Go through the records and give the number of lines that include "target", with nothing else.

▶ **Recorded data**
········

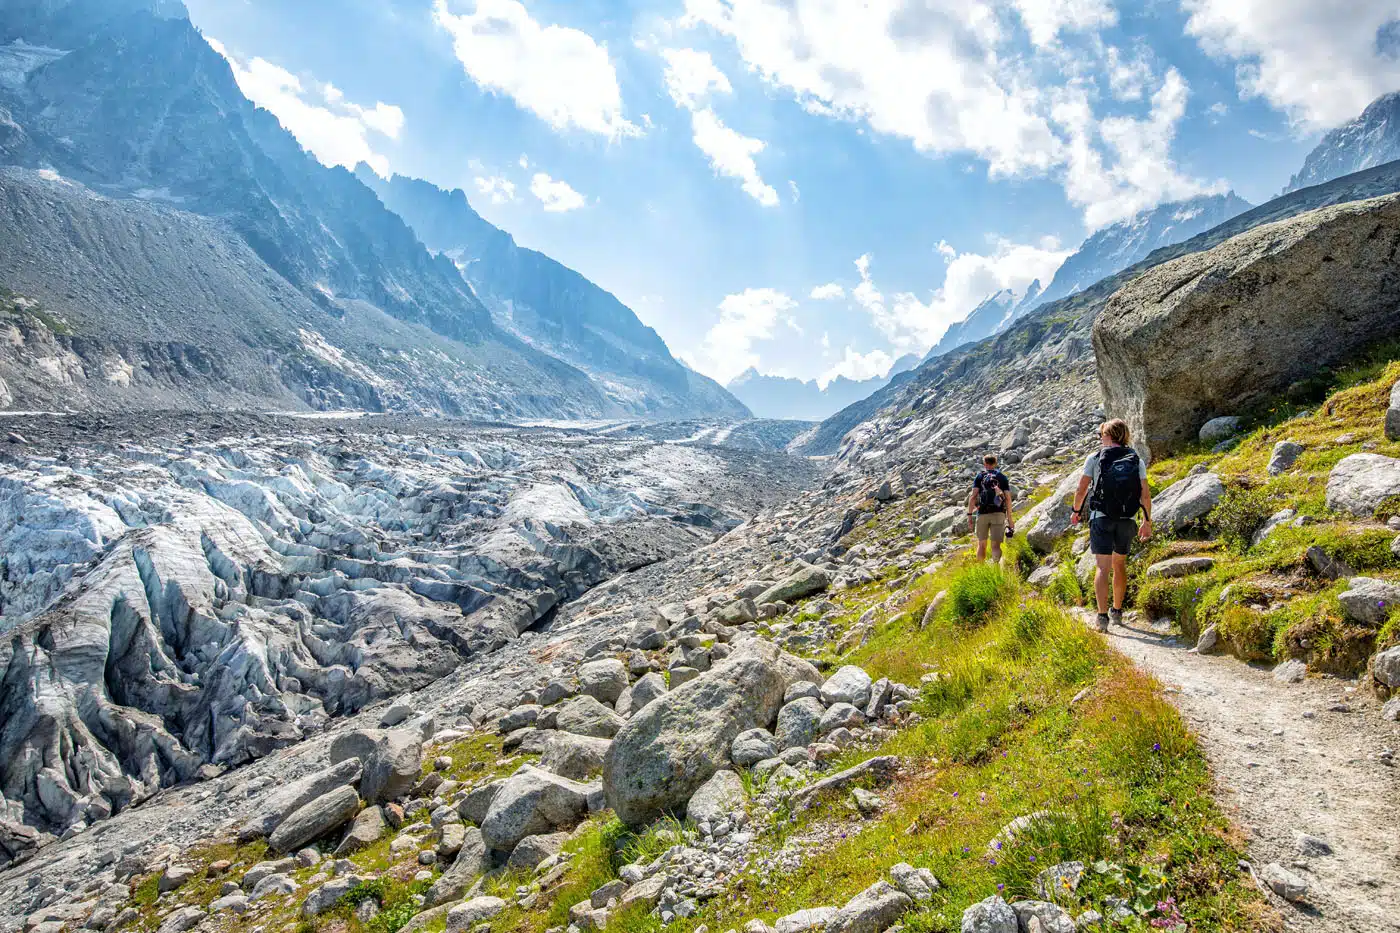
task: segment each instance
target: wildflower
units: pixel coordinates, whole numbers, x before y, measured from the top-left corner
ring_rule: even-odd
[[[1153,743],[1152,743],[1152,750],[1153,750],[1154,752],[1160,752],[1160,751],[1162,750],[1162,743],[1161,743],[1161,742],[1153,742]]]
[[[1005,890],[1006,890],[1006,885],[1004,885],[1004,884],[999,884],[999,885],[997,885],[997,890],[998,890],[998,891],[1005,891]]]
[[[1031,861],[1032,861],[1032,862],[1035,861],[1035,856],[1034,856],[1034,855],[1031,856]]]

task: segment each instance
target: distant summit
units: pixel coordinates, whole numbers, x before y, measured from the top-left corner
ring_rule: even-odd
[[[1400,159],[1400,92],[1377,97],[1361,116],[1317,144],[1284,194]]]
[[[1064,261],[1048,288],[1018,317],[1034,307],[1083,291],[1100,279],[1146,259],[1155,249],[1189,240],[1254,205],[1232,191],[1171,201],[1142,211],[1094,233]]]
[[[796,421],[821,421],[836,412],[867,398],[890,384],[890,380],[919,365],[914,354],[895,360],[889,372],[872,379],[848,379],[837,376],[826,388],[815,379],[803,381],[790,376],[765,376],[750,367],[727,388],[760,418],[787,418]]]
[[[456,264],[497,327],[588,373],[624,410],[747,416],[718,383],[676,360],[631,308],[567,266],[517,245],[472,208],[464,191],[403,175],[386,180],[367,165],[356,167],[355,176],[423,245]]]

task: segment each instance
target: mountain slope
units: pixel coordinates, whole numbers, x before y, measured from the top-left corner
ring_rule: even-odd
[[[1082,291],[1105,276],[1147,258],[1153,250],[1188,240],[1252,206],[1234,192],[1203,195],[1161,204],[1129,220],[1104,227],[1064,261],[1049,287],[1035,301],[1027,303],[1021,313]]]
[[[21,0],[0,14],[0,34],[13,37],[22,30],[26,43],[0,47],[5,77],[0,82],[0,162],[43,169],[51,178],[62,176],[90,189],[88,194],[103,196],[106,200],[83,202],[90,214],[120,210],[122,201],[153,202],[216,221],[266,266],[251,276],[259,290],[253,304],[282,309],[286,319],[273,328],[279,333],[298,329],[295,319],[302,315],[304,300],[321,312],[312,343],[338,348],[338,321],[383,315],[421,329],[419,336],[434,335],[429,344],[445,339],[449,344],[438,347],[445,354],[443,363],[467,367],[452,380],[460,391],[438,397],[421,382],[401,382],[402,360],[392,359],[394,350],[365,342],[348,363],[363,367],[369,381],[384,384],[380,397],[388,404],[487,417],[622,412],[582,372],[497,329],[450,260],[434,257],[351,173],[322,166],[271,114],[243,97],[228,63],[178,15],[177,7],[148,0],[144,5],[158,7],[155,13],[123,12],[142,5],[125,0],[120,7],[107,7],[114,12],[87,21],[87,31],[76,16],[88,9],[87,0]],[[34,54],[36,45],[60,44],[69,50]],[[84,197],[81,190],[65,192],[69,194]],[[54,218],[39,216],[44,204],[31,200],[30,213],[11,212],[8,219],[16,226],[7,238],[23,248],[29,221],[41,231],[36,241],[52,233]],[[66,197],[55,202],[58,215],[68,209],[65,205]],[[105,225],[111,235],[126,230],[124,235],[139,242],[68,236],[67,246],[77,251],[79,265],[120,262],[149,245],[139,223],[131,227],[123,218],[93,223]],[[194,252],[167,257],[175,268],[193,271],[204,265],[205,257],[195,254],[197,239],[189,247]],[[53,271],[61,279],[66,270]],[[46,289],[32,280],[0,286],[17,291],[22,286],[60,315],[71,310],[74,330],[59,336],[80,342],[108,339],[113,329],[165,329],[170,316],[181,313],[163,294],[182,287],[171,279],[152,279],[139,263],[108,271],[104,281],[109,290],[93,296],[111,318],[102,334],[81,329],[93,320],[84,308],[65,309],[71,289],[57,283]],[[284,286],[299,299],[289,299]],[[205,292],[201,304],[183,313],[233,314],[238,307],[233,302],[226,293]],[[218,358],[227,349],[214,335],[208,343],[198,333],[194,338],[192,345],[204,356]],[[181,379],[191,383],[189,391],[174,385]],[[182,399],[217,394],[221,385],[198,368],[174,370],[168,381],[167,388]],[[302,391],[304,383],[294,380],[299,407],[323,404],[316,393]],[[101,381],[88,380],[88,385],[97,391]],[[138,379],[133,385],[145,384]],[[244,388],[253,391],[252,384]],[[123,404],[165,405],[171,398],[167,392],[133,392]],[[267,401],[282,404],[284,398],[274,393]]]
[[[822,388],[815,379],[803,381],[790,376],[763,375],[750,368],[728,389],[761,418],[789,418],[797,421],[820,421],[829,418],[848,405],[868,398],[890,384],[900,373],[908,372],[919,363],[910,354],[895,360],[884,376],[871,379],[848,379],[837,376]]]
[[[930,360],[872,398],[838,412],[804,439],[800,452],[839,453],[851,463],[879,464],[939,445],[995,444],[1001,425],[982,419],[969,426],[966,420],[966,399],[987,396],[1004,400],[1008,419],[1030,409],[1052,413],[1053,423],[1043,425],[1035,440],[1058,442],[1098,413],[1090,333],[1118,289],[1154,266],[1210,249],[1261,224],[1396,191],[1400,161],[1275,198],[1189,240],[1154,250],[1121,272],[1040,306],[1005,332]]]
[[[1026,290],[1026,302],[1032,302],[1040,293],[1040,281],[1037,280]],[[924,360],[931,360],[935,356],[942,356],[945,353],[956,350],[964,344],[976,343],[984,340],[993,334],[999,334],[1011,323],[1016,309],[1019,307],[1015,292],[1009,288],[992,295],[986,301],[972,309],[972,313],[958,321],[943,334],[933,349],[924,356]]]
[[[518,246],[481,217],[460,189],[443,191],[368,166],[355,175],[430,250],[452,259],[502,329],[593,375],[636,414],[745,416],[739,401],[671,356],[656,331],[579,273]]]
[[[1400,159],[1400,92],[1377,97],[1361,116],[1322,137],[1283,190],[1287,194],[1395,159]]]

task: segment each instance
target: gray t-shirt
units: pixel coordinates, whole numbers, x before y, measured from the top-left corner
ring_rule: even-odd
[[[1084,461],[1084,475],[1089,477],[1090,497],[1094,495],[1094,487],[1098,485],[1099,482],[1099,455],[1107,449],[1106,447],[1100,448],[1094,453],[1091,453],[1088,459]],[[1143,485],[1147,485],[1147,461],[1142,458],[1141,454],[1138,455],[1138,476],[1142,478]],[[1085,504],[1087,505],[1088,503],[1086,502]],[[1103,513],[1091,511],[1089,513],[1089,521],[1093,521],[1096,518],[1103,518]]]

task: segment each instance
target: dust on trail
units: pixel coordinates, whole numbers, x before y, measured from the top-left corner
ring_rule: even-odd
[[[1287,927],[1400,931],[1400,774],[1381,754],[1400,747],[1400,726],[1355,681],[1280,683],[1132,615],[1109,641],[1161,681],[1199,736],[1255,871],[1278,862],[1309,883],[1311,907],[1268,894]],[[1300,833],[1333,854],[1300,855]]]

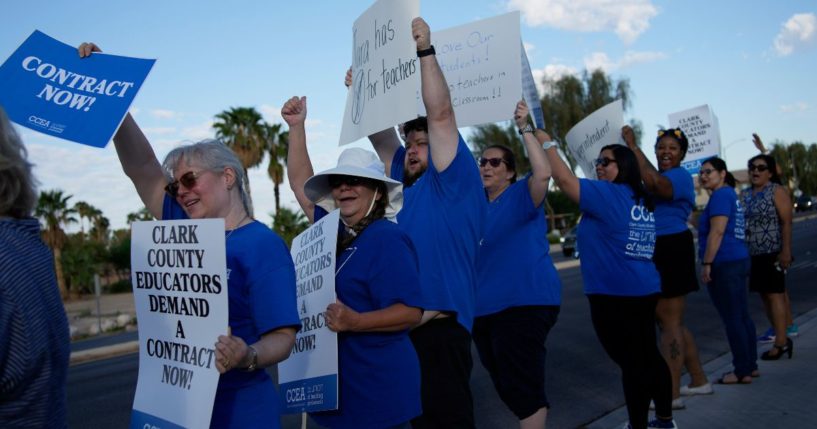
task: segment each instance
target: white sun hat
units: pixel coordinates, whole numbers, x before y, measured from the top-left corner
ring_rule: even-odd
[[[306,197],[328,212],[337,208],[329,186],[330,175],[364,177],[385,183],[389,191],[385,217],[396,221],[397,212],[403,208],[403,184],[386,177],[386,169],[377,155],[360,148],[346,149],[338,157],[337,167],[321,171],[304,183]]]

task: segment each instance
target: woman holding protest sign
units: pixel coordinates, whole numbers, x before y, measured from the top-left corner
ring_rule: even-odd
[[[577,178],[555,147],[545,154],[556,184],[582,211],[584,290],[596,335],[621,368],[629,426],[674,428],[672,381],[655,338],[660,281],[652,263],[653,204],[638,160],[626,146],[605,146],[594,162],[598,180],[591,180]],[[648,422],[651,399],[656,419]]]
[[[281,109],[289,125],[287,175],[310,220],[340,209],[337,302],[326,309],[338,332],[339,407],[311,413],[330,428],[409,427],[421,413],[420,364],[408,330],[420,322],[417,253],[394,223],[403,185],[384,175],[374,153],[347,149],[335,168],[312,173],[306,97]]]
[[[93,43],[79,47],[80,57],[99,51]],[[289,356],[300,328],[295,270],[283,240],[252,218],[240,161],[210,140],[180,146],[160,164],[130,115],[114,145],[155,218],[224,219],[231,332],[219,336],[215,346],[221,377],[211,427],[280,427],[280,400],[263,369]]]
[[[483,366],[502,401],[521,428],[545,426],[545,341],[556,323],[561,282],[548,251],[544,201],[550,164],[542,142],[528,124],[525,101],[514,121],[525,140],[532,172],[516,180],[510,148],[489,146],[479,158],[489,201],[488,223],[477,264],[477,303],[473,338]],[[520,268],[523,267],[523,268]]]
[[[687,227],[695,207],[695,185],[692,175],[681,167],[689,141],[680,128],[659,130],[655,139],[656,170],[638,147],[632,128],[624,126],[621,136],[638,159],[644,185],[656,200],[653,262],[661,276],[661,296],[655,315],[661,328],[661,353],[672,374],[672,408],[677,410],[684,408],[681,395],[713,392],[692,333],[684,326],[686,295],[698,290],[695,244]],[[692,381],[681,387],[684,365]]]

········

▶ **Final answer**
7